▸ **STATED EXERCISE**: Recast the lines from the one containing "Reviewer check: make sure each instance of the grass field" through the final line as a Markdown table with the columns "Row" and "Text". Number each row, leave out blank lines, and include no other lines.
## start RECORDS SUPPLIED
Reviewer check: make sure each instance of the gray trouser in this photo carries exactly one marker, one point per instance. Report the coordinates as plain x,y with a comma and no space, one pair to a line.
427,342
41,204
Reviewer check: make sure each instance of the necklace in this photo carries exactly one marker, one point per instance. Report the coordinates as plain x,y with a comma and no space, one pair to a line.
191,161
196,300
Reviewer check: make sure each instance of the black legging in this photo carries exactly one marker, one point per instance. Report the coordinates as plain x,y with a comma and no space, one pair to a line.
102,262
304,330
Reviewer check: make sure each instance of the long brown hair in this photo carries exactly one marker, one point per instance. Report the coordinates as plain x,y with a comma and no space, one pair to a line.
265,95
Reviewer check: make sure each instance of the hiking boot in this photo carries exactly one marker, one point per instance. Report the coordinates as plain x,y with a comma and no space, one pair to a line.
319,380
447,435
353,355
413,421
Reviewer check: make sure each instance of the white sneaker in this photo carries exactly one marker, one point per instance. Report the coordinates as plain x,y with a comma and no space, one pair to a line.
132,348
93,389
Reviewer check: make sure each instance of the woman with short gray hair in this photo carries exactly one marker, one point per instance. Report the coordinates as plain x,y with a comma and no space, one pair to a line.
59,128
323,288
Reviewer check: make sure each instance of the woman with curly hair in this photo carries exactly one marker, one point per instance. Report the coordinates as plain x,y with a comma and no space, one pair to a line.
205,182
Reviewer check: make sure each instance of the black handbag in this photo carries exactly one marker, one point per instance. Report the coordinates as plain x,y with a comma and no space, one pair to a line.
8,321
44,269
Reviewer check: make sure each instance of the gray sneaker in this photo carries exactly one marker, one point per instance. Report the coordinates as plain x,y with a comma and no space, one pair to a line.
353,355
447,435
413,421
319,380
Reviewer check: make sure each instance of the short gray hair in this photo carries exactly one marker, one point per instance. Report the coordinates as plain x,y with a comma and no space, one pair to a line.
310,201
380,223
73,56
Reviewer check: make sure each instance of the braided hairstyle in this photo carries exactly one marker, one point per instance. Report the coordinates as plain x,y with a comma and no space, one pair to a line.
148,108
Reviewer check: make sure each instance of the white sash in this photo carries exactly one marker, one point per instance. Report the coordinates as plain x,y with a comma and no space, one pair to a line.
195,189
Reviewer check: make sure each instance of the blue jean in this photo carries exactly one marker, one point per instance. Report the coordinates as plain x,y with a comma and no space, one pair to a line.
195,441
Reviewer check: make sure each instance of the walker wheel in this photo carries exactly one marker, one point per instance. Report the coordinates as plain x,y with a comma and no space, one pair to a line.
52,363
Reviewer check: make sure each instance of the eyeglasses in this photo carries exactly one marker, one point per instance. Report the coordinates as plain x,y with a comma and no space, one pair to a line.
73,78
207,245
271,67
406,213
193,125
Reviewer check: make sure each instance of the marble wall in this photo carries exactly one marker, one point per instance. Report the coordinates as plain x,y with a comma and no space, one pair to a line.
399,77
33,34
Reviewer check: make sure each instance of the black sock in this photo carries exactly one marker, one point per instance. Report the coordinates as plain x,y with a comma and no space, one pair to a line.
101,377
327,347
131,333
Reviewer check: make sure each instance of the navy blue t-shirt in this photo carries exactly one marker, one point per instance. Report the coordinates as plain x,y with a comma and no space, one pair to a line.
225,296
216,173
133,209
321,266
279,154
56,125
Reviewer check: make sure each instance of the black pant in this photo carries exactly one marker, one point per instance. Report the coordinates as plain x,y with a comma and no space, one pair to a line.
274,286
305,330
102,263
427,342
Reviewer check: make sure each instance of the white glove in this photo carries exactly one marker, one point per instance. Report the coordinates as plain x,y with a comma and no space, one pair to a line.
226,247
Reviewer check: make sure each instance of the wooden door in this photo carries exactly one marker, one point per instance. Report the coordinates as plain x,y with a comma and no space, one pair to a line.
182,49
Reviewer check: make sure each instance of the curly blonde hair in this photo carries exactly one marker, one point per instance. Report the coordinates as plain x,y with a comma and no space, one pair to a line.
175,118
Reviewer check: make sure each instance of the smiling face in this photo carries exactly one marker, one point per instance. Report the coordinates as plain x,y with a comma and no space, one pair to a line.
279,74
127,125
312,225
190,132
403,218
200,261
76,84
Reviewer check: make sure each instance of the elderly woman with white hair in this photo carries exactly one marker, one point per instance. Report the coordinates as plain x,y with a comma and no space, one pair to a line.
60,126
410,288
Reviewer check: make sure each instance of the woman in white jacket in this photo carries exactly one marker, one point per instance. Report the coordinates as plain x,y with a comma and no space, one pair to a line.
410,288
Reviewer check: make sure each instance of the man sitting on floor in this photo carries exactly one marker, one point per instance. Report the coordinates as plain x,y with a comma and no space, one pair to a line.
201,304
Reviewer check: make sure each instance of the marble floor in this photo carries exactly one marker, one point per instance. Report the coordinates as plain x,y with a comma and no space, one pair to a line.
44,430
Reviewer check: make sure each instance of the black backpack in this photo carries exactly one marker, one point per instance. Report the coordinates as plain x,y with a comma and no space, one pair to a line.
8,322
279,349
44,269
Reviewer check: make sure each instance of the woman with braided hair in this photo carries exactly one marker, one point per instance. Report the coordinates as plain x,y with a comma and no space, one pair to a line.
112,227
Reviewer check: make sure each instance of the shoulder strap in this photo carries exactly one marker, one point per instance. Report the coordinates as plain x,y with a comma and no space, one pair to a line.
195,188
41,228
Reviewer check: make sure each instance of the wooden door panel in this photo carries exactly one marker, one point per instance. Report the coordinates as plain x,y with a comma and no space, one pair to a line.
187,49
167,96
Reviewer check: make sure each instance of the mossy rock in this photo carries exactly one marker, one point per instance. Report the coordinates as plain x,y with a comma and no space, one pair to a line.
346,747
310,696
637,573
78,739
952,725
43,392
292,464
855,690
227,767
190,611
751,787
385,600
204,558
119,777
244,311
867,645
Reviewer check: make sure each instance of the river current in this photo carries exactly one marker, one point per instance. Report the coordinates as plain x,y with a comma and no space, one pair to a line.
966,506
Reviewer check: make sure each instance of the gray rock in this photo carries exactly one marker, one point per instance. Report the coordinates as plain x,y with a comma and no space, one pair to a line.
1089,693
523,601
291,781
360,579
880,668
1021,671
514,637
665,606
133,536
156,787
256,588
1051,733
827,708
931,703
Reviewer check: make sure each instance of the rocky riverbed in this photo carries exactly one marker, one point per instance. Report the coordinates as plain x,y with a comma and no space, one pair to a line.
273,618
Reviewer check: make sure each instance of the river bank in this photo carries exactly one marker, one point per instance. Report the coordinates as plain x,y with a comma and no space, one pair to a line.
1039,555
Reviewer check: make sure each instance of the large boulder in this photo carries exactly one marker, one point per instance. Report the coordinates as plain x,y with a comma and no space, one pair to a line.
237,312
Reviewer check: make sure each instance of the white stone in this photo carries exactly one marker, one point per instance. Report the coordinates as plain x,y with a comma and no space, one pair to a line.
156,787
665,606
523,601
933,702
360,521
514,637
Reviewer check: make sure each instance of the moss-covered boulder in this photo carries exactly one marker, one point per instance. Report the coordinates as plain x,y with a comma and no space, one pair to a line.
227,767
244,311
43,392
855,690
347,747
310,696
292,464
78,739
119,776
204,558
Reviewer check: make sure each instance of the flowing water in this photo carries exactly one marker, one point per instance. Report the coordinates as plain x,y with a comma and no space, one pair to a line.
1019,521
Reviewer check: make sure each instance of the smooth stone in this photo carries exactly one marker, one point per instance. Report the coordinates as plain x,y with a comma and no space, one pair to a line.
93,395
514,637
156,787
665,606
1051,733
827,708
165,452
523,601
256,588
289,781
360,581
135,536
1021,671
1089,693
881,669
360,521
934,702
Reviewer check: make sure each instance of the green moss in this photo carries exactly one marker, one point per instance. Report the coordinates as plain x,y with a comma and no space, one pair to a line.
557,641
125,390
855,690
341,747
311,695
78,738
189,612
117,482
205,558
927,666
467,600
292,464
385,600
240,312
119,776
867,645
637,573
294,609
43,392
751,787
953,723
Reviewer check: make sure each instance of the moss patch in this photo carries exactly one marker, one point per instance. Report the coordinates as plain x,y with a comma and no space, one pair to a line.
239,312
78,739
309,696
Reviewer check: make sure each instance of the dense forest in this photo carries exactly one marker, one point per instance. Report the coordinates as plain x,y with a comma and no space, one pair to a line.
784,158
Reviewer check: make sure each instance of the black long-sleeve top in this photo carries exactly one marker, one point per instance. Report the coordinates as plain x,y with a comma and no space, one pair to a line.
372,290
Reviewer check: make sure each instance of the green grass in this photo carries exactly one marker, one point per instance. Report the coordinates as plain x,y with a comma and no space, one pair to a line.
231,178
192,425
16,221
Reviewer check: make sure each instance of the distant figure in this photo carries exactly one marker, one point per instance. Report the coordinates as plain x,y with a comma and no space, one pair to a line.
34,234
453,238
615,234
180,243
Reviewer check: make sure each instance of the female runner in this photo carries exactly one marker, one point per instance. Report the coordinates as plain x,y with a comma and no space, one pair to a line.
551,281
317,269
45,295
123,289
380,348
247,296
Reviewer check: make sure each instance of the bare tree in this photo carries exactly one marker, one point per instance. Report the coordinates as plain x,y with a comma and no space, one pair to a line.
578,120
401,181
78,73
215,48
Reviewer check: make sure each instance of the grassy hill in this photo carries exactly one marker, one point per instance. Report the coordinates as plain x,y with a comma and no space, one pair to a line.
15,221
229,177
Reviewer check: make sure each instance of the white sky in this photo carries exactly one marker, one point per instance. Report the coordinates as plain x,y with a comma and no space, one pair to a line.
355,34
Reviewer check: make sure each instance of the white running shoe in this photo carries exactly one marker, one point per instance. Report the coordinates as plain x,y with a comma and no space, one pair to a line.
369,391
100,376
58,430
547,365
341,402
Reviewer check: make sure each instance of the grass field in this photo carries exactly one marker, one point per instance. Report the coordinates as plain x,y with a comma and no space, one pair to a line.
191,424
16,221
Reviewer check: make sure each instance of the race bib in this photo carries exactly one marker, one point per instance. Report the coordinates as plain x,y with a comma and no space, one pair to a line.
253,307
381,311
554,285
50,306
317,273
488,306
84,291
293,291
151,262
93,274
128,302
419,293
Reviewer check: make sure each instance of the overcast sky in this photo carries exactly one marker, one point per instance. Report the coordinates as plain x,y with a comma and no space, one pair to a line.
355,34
## end RECORDS SUPPLIED
▸ **SOLUTION BELOW**:
| Row | Text |
|---|---|
| 1 | Reviewer check: make sure each instance of the grass field in this photo carries exactly one marker, one point per instance. Report the coordinates as plain x,y with a comma and no space, one pair to a line. |
| 2 | 191,424 |
| 3 | 16,221 |
| 4 | Reviewer check: make sure each instance of the race bib in this photo carries exactly one marker, one point per instance. Report the coordinates as plain x,y with a comma and no space, one pair to a line. |
| 5 | 253,307 |
| 6 | 381,311 |
| 7 | 554,285 |
| 8 | 50,306 |
| 9 | 317,273 |
| 10 | 488,306 |
| 11 | 84,291 |
| 12 | 293,291 |
| 13 | 151,262 |
| 14 | 93,274 |
| 15 | 128,302 |
| 16 | 419,293 |
| 17 | Reviewer check: make sure each instance of the overcast sky in this photo carries exactly one marker, one point per instance. Report the coordinates as plain x,y with a comma and no space, one pair to a line. |
| 18 | 355,34 |